## TASK REQUIREMENTS
Copy out the material below, replacing every "instance" with "occurrence" and leaving everything else unchanged.

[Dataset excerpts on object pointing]
......

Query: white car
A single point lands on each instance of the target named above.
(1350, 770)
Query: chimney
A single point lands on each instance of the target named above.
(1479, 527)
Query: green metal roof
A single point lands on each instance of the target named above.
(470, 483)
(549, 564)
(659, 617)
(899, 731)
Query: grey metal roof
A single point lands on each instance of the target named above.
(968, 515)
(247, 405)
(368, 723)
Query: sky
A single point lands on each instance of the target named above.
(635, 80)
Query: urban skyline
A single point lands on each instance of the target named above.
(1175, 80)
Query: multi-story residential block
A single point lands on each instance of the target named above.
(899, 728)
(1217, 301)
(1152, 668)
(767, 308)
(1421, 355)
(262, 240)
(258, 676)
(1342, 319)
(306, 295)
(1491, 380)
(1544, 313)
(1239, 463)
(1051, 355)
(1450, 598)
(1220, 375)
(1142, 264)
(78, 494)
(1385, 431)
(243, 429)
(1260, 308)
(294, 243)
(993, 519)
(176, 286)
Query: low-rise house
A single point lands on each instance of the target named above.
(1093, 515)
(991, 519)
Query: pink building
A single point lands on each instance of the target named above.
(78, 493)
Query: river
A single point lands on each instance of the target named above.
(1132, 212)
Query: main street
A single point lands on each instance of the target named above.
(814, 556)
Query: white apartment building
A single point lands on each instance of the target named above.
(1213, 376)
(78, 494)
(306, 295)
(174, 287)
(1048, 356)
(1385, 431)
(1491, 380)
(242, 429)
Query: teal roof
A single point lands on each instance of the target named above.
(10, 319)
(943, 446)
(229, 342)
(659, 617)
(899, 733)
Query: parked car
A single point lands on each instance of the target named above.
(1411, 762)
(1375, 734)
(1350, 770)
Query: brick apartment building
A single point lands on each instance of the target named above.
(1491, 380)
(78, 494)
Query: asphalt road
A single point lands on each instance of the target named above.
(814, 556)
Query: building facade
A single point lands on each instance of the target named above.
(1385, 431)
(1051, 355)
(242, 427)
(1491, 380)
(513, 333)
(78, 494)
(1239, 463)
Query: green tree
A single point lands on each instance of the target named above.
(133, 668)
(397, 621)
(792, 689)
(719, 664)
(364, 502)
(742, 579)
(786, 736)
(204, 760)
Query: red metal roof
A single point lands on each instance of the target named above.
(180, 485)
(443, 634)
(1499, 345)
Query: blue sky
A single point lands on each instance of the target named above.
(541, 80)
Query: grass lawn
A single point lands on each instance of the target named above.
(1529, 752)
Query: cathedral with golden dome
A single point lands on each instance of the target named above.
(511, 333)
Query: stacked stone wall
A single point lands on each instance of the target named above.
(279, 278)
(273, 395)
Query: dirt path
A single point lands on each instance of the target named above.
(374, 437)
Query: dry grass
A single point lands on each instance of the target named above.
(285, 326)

......

## TASK SOLUTION
Query: white car
A single point lands on each occurrence of the target named above.
(1350, 770)
Query: chimney
A single point lands on each occurrence of the target named above.
(1479, 527)
Query: green metal roof
A single point lands on each occurrence of the target named above.
(470, 483)
(549, 564)
(659, 617)
(899, 731)
Query: grey metal roof
A single point lands on each occurrence of the target named above.
(968, 515)
(247, 405)
(368, 723)
Query: sky
A single point lands on each occurrence of the target named above.
(635, 80)
Query: urban skyline
A single point lands on each occurrence of the target named above.
(1175, 80)
Query: multi-story residential block
A single point lands on each occurrence of the target named above.
(899, 728)
(1217, 301)
(1152, 668)
(767, 308)
(1421, 355)
(262, 240)
(258, 676)
(1342, 319)
(306, 295)
(1491, 380)
(1544, 313)
(1239, 463)
(1051, 355)
(1450, 598)
(1220, 375)
(1142, 264)
(78, 494)
(1385, 431)
(243, 429)
(1260, 308)
(294, 243)
(993, 519)
(176, 286)
Query: low-rise house
A single point lands on each occurrence of the target named above.
(1093, 515)
(991, 519)
Query: pink building
A single point lands on each occurrence of the target named above.
(78, 493)
Query: river
A single point lands on each occurrence of the target named above.
(1132, 212)
Query: main street
A single point lands on each occurrence of the target named above.
(814, 556)
Query: white apartment building
A single point lands on each occurrence of the target named above.
(1213, 376)
(78, 494)
(306, 295)
(174, 287)
(1048, 356)
(1385, 431)
(1491, 380)
(242, 429)
Query: teal roof
A single point lands on each occurrence of the target named above.
(10, 319)
(943, 446)
(229, 342)
(659, 617)
(899, 733)
Query: parked car
A single point lands on each occurrence of the target named above.
(1411, 762)
(1375, 734)
(1350, 770)
Query: brick apartment building
A single point lands on each occurrence of the target named above.
(1491, 380)
(78, 494)
Query: asphalt road
A single point lands on each occurrence of the target named above.
(814, 556)
Query: building facade
A single point lands on each occurrence of the target named above.
(1385, 431)
(1051, 355)
(242, 427)
(1491, 380)
(513, 333)
(78, 494)
(1239, 463)
Query: green tree
A single point lands on each occurrence of the target named above.
(133, 668)
(397, 621)
(792, 689)
(719, 664)
(364, 502)
(742, 579)
(786, 736)
(204, 760)
Query: red metal roof
A single point lands on each occurrence of the target named above.
(180, 485)
(443, 634)
(1499, 345)
Query: blue sky
A single point lands on each occurrence of the target named above.
(541, 80)
Query: grass lawn
A single point lands on each occurrence of the target named above.
(1529, 752)
Query: cathedral with golden dome
A single point lands on each occurrence of the target named above.
(511, 333)
Query: stacked stone wall
A single point lands on each occurrence of the target named above.
(279, 278)
(273, 395)
Query: dirt path
A single point lands on each occurrence of the target named above.
(374, 437)
Query: dry grass
A single point lands on each occurrence of the target named above.
(285, 326)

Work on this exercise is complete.